• [WORK INSTRUCTIONS]
Find the line containing "# drop a dot on each instance of the grass" in the entries below. Restate it and each line after it, word for word, up to and including the line containing "# drop a dot on each instance of the tree;".

• [RECORD EXTRACTS]
------------------------------------
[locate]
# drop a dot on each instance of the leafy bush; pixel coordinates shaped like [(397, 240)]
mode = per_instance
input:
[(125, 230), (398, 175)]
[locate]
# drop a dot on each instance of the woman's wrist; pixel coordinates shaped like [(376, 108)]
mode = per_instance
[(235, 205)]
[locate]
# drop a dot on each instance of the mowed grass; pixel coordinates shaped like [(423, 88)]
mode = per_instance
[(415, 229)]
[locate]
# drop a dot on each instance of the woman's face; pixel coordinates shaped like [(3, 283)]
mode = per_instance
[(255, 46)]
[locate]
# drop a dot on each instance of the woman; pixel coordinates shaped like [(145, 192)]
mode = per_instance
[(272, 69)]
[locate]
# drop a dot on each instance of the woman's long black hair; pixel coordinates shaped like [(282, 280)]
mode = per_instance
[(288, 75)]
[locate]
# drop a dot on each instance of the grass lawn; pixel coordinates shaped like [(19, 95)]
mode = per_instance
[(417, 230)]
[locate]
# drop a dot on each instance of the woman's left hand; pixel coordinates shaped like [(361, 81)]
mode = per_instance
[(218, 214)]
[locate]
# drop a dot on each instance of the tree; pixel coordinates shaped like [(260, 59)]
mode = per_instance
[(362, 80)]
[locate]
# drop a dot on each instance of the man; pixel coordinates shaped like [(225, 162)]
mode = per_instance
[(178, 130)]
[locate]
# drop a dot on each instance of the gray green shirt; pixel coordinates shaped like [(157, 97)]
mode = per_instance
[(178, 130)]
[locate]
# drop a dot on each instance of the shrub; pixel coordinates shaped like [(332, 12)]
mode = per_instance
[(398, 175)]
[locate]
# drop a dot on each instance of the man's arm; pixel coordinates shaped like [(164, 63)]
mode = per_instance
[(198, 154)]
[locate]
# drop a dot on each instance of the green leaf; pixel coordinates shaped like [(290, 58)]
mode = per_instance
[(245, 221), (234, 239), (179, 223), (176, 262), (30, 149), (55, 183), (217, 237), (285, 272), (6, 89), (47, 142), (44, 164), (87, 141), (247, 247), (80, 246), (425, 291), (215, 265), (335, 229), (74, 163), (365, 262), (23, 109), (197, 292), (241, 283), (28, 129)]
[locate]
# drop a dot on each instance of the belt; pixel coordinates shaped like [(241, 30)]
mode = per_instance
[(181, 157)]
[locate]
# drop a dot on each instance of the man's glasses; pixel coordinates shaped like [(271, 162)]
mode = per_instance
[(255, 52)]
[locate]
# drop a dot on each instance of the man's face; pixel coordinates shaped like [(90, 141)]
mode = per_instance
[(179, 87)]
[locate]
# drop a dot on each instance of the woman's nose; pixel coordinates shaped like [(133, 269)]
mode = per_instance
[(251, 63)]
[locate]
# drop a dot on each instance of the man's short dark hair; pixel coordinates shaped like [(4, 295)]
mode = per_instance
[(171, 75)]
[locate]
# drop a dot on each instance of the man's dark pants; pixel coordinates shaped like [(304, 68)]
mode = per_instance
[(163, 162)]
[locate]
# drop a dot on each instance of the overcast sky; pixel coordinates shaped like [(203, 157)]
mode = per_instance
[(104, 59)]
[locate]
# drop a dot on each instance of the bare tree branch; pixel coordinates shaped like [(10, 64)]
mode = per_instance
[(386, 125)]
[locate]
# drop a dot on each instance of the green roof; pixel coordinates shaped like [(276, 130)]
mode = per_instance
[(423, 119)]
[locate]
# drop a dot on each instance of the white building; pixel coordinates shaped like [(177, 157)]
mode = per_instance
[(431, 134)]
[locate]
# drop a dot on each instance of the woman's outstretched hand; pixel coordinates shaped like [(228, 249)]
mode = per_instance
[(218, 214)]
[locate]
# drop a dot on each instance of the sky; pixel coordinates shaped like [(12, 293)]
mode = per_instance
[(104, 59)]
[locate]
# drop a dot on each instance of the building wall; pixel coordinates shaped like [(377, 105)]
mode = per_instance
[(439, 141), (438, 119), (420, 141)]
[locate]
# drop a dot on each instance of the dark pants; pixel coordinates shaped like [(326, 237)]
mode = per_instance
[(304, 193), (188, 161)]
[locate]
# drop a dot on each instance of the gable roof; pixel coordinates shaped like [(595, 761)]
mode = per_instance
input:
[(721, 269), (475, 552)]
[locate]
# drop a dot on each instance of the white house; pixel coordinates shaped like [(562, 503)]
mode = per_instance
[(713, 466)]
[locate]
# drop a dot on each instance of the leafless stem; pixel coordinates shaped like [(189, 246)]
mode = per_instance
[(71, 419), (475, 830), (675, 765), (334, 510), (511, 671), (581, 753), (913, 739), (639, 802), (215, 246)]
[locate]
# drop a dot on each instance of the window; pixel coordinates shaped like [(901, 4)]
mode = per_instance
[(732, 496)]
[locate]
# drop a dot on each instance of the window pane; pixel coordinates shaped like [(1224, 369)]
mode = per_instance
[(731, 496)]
------------------------------------
• [RESPONSE BELOW]
# drop a dot on each instance of the grass lawn; pixel coordinates shaped like [(19, 95)]
mode = per_instance
[(417, 230)]
[locate]
# drop a dot on each instance of the woman's left hand; pixel coordinates shaped like [(361, 81)]
mode = per_instance
[(218, 214)]
[locate]
# drop a dot on each instance of the tree; pixel coordinates shaped like [(260, 59)]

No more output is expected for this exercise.